• **Page excerpt**
You have upgraded to the latest LTS version of Ubuntu, and like many you have been having problems with Wi-Fi. You experienced loss of Wi-Fi on resuming from suspend. This was due to bug 1574347, bug 1311257 or some combination of the two. You found a workaround that worked. However when you switch networks you again lose Wi-Fi connectivity with NetworkManager not seeing any Wi-Fi access points. What should you do?

The following is the approach I would recommend.

  1. Research the problem
  2. Ask for help
  3. Raise a bug report
  4. Seriously consider whether you need the latest LTS version of Ubuntu
  5. Try an alternative to GNOME Network Manager
  6. Control your Wi-Fi from the terminal.

Step 1 You tried researching the problem. You did not find anything about this issue on the internet.

Step 2 You posted this question on Ask Ubuntu. You posted the results of running the Ubuntu Forums WiFi diagnosis script and a screenshot of your screen. When you did not get a response you posted a bounty on the question. All great moves on your part. We have chatted about your problem and I have analysed your WiFi script results in detail. Apart from a couple of kernel error messages apparently related to the suspend/ resume issue the results show working Wi-Fi that is just not connected to an Access Point.

• **Recorded data**

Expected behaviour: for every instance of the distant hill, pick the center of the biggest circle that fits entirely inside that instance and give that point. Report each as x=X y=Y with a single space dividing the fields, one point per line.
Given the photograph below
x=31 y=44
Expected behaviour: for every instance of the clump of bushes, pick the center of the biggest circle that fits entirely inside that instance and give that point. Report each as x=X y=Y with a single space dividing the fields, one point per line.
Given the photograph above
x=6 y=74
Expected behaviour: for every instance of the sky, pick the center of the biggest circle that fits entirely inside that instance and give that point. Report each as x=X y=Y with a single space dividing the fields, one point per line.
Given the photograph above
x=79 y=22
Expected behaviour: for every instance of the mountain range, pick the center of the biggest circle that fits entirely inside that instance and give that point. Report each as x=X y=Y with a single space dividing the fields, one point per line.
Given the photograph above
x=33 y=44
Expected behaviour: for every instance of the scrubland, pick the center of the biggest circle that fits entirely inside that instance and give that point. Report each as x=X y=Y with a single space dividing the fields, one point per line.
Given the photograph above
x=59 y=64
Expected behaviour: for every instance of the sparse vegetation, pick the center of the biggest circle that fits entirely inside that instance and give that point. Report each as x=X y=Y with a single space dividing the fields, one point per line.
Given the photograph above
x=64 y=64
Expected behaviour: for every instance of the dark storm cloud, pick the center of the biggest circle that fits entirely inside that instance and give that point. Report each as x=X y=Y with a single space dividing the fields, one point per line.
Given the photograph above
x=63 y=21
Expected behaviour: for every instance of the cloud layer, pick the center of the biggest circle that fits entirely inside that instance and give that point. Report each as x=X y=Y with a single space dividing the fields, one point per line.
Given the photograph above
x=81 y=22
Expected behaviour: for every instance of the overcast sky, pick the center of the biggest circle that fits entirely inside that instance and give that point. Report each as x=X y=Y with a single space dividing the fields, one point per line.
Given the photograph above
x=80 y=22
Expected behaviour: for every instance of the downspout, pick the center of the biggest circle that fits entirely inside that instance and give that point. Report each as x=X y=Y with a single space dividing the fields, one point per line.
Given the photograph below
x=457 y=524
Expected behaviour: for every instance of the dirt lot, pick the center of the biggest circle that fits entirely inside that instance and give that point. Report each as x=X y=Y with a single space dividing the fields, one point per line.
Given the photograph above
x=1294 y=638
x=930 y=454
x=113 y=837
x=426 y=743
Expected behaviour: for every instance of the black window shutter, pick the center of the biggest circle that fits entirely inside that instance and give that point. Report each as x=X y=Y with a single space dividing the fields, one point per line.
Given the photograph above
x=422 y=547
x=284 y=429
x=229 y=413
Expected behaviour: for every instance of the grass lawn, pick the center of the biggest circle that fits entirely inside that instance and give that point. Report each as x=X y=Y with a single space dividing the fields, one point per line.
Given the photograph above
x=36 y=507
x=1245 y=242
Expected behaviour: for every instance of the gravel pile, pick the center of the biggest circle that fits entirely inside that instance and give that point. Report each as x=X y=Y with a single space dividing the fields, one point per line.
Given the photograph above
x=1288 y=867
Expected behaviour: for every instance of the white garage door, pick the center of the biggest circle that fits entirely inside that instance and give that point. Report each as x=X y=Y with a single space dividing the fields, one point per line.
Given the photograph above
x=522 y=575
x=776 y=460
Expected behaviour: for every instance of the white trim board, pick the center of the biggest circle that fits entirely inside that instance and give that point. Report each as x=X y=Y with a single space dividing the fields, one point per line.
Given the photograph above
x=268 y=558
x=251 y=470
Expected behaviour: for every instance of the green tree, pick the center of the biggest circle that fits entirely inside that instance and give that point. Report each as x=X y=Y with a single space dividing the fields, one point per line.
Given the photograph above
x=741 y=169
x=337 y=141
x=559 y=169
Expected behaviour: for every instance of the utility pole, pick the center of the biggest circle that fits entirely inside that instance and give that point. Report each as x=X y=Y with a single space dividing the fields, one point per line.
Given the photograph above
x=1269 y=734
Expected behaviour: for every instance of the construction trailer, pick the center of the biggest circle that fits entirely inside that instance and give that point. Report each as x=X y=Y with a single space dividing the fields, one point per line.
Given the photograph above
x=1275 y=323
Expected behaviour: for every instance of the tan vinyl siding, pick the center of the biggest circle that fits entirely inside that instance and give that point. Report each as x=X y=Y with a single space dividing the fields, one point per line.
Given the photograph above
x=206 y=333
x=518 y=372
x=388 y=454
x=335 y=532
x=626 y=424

• **Set of tasks**
1 - In the Ubuntu Wi-Fi text, what caused the loss of Wi-Fi on resuming from suspend?
2 - How would you translate the sentence "You found a workaround that worked." from the Ubuntu Wi-Fi text into Spanish?
3 - In the Ubuntu Wi-Fi text, why was a bounty posted on the Ask Ubuntu question? Answer in one to three sentences.

• **Answers to the problems**
1 - Bug 1574347, bug 1311257, or some combination of the two.

2 - Encontraste una solución alternativa que funcionó.

3 - The bounty was posted because the question on Ask Ubuntu did not get a response.